Written exercise 1 >>
Answer these questions about the spiral plying article:
(a) How are the two singles held when a normal two-ply yarn is made?
(b) At what angle does the wrapper wrap onto the core in a spiral ply yarn?
(c) Which two kinds of singles does the writer assume the reader already knows how to spin?
Written exercise 2 >>
Reproduce the passage of the spiral plying article between "But if you’ve" and "ply yarn work?", inclusive.

Extract >>
----------
With art yarns all the rage, you may know how to
spiral ply. If you’ve been spiraling your thick and thin
yarns onto commercial laceweight, more
than likely you haven’t
run into many structural issues.
But if you’ve tried using
your own handspun as a core (why? Cuz
it looks so creamy good and feels even
better!) you might have a few questions by now. Like how to spin
a truly balanced spiral plied yarn. Or how to spiral ply for
a balanced bound boucle. There’s
a difference.
What’s a Spiral Yarn?
spiral [left], boucle [right]
First off, definitions. What makes a spiral ply yarn work?
A normal two-ply yarn is made by holding
two singles under equal amounts of tension, usually side by
side at a very small angle, say 5 percent, regardless of similarities
and differences in weight of the plies. A spiral ply yarn is
made by holding one yarn (the core) under tension while leaving
the spiral ply (the wrapper) untensioned and guiding it as
it wraps onto the core at an angle of between 45 to 90 degrees.
angle of ply
This simple plying method
is the basis of spirals, coils, tornadoes
and more complex boucles.
Tips for Spiral Pliers
Before we go on I’m assuming you
know how to spin both fine, smooth singles and thick and thin
singles, cuz that could be a whole ‘nother article.
----------
Provided information >>
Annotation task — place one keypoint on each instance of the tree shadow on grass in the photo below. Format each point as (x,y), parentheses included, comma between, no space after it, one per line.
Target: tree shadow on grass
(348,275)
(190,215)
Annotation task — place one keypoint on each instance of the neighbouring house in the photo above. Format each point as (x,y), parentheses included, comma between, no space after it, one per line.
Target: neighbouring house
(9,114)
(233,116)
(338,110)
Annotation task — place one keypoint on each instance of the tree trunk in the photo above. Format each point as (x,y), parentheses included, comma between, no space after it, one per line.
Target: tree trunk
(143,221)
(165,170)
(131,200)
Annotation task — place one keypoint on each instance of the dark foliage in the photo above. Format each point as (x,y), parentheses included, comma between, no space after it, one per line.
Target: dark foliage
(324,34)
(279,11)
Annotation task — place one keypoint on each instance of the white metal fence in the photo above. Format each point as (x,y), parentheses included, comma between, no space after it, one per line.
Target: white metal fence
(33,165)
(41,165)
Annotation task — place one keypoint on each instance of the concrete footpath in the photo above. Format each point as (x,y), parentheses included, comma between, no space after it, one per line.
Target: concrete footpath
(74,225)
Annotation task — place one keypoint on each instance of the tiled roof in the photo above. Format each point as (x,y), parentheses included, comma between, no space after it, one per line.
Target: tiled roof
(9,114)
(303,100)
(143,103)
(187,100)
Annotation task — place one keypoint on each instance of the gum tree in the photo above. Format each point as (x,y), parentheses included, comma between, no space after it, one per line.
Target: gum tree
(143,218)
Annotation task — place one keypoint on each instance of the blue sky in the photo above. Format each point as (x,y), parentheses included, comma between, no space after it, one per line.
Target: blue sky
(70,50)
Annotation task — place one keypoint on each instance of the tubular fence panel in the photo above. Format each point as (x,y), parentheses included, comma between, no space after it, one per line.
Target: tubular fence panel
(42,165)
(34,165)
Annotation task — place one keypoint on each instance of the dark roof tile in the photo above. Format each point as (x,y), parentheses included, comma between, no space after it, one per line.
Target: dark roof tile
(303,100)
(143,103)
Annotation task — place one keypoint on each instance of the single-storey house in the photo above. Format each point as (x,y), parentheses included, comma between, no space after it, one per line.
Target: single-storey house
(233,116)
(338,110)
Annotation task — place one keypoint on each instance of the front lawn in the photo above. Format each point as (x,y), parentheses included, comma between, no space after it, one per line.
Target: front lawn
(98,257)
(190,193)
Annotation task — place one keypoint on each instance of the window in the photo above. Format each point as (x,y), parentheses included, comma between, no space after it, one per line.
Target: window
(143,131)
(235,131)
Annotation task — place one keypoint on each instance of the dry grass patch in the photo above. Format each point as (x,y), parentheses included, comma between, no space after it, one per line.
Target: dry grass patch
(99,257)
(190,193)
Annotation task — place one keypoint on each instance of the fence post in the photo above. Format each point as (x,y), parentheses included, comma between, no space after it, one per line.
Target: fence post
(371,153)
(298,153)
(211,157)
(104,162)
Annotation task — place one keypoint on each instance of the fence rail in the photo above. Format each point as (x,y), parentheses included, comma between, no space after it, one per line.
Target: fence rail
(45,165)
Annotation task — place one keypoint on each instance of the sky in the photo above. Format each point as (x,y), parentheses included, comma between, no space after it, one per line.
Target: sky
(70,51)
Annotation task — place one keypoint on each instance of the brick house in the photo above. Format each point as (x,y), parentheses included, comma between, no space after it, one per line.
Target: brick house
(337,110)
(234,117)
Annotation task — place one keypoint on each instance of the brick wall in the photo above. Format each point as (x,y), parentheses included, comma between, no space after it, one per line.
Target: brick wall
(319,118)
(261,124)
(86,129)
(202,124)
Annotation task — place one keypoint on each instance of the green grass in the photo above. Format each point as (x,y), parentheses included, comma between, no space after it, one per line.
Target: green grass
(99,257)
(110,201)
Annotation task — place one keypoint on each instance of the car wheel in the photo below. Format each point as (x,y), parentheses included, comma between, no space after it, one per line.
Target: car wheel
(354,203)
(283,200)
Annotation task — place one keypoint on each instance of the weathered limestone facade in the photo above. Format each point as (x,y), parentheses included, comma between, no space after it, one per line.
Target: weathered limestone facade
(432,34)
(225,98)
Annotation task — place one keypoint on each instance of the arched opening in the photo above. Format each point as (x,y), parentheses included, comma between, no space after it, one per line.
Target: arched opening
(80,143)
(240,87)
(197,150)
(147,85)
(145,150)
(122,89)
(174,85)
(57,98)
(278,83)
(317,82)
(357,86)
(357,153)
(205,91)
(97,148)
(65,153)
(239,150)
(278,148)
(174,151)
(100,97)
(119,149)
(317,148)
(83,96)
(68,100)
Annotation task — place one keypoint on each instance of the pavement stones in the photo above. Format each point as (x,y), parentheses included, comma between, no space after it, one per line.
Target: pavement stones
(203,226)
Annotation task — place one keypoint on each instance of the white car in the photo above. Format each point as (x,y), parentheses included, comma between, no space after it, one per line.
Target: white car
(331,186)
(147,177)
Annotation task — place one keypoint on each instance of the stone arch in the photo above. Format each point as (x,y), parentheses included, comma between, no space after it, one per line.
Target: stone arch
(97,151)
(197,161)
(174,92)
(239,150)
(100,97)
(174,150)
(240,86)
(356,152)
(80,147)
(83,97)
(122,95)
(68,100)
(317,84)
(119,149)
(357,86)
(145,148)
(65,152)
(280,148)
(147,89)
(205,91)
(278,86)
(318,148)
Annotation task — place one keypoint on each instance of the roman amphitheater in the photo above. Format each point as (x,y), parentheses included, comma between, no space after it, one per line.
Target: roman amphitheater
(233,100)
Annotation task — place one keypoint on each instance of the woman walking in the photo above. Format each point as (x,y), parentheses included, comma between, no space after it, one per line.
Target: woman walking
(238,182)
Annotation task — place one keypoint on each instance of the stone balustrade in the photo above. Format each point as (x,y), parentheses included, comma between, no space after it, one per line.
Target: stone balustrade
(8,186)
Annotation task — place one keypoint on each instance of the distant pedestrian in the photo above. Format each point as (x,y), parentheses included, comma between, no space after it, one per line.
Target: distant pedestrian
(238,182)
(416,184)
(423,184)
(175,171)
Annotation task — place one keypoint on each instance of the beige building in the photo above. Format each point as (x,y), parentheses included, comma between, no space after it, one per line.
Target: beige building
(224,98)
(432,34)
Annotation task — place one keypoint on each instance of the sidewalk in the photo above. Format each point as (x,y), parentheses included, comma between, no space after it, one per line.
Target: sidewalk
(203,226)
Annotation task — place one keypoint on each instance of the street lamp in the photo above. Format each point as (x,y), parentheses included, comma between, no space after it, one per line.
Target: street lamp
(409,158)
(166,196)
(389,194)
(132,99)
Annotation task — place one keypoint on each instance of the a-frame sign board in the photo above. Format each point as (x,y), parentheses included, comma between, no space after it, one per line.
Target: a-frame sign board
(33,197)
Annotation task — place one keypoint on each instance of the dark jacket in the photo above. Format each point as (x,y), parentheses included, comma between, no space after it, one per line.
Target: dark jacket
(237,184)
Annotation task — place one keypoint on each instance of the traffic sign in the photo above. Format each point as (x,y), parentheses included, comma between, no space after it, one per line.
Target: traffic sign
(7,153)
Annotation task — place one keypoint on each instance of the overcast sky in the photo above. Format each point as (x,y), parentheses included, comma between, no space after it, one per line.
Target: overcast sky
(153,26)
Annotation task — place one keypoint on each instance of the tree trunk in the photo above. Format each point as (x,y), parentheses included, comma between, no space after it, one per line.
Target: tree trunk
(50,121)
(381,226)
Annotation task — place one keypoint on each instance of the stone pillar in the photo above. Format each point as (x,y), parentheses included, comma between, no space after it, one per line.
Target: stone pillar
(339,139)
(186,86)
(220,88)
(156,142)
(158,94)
----------
Right answer 1 >>
(a) Under equal amounts of tension, usually side by side at a very small angle.
(b) Between 45 and 90 degrees.
(c) Fine, smooth singles and thick and thin singles.

Right answer 2 >>
But if you’ve tried using
your own handspun as a core (why? Cuz
it looks so creamy good and feels even
better!) you might have a few questions by now. Like how to spin
a truly balanced spiral plied yarn. Or how to spiral ply for
a balanced bound boucle. There’s
a difference.
What’s a Spiral Yarn?
spiral [left], boucle [right]
First off, definitions. What makes a spiral ply yarn work?